In the discussion of children's accents and clear speech below, how does the first post say the writer's child misspelled the word "water"?

[[ Text excerpt open ]]

Gove has said the unsayable, but I do believe that he is right this time. There are children in dd's class whose working class accent is so broad that they practically need speech and language therapy. There is nothing wrong with regional accents, but everything wrong with lazy speech where children fail to pronounce their vowels property. I can see poor pronouncation entering dd's speech. For example she misspelt water as "worer" . It is going to be hard for children with incomprendible thick accents to get middle class jobs where good communication skills are essential.
I completely agree with this. (although I think it's unfair to pick on vowel sounds specifically - they vary hugely from region to region, and it's perfectly possible to articulate yourself extremely clearly with ugly vowels.) 
People mistake a requirement to 'speak properly' as being asked to shed all traces of regional accent. It does not mean that at all - it just means that if you are not capable of enunciating clearly and do not have a decent grasp of basic grammar then it will be very difficult to learn spell, to be understood clearly outside of your own social environment, or (most importantly) to reach the required standard of written and spoken English that enables you to thrive and be taken seriously in a professional environment.
If you get a poker up your arse over this and you cannot accept that there is ahuge middle ground between asking someone to drop the 'Vicki Pollard' and demanding that they mimic Kirstie Allsopp then you are being very blinkered and obstructive.
Sometimes very working class people (especially young men IME) do themselves no favours. In bloody-minded determination to be true to their roots they often swagger, grunt, mumble, display defensive or aggressive body language, and basically just refuse to scrub up a bit and learn the art of 'best foot forward' and making a good impression.

[[ Text excerpt closed ]]
[[ Data below open ]]

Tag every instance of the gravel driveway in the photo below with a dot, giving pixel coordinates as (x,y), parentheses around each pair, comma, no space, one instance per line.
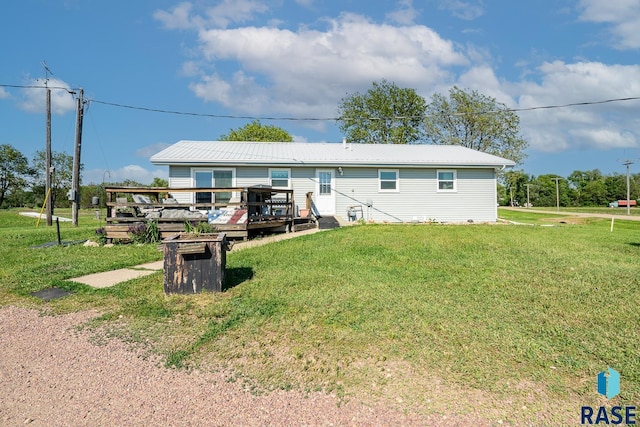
(52,375)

[[ Data below closed ]]

▶ [Expected answer]: As "worer."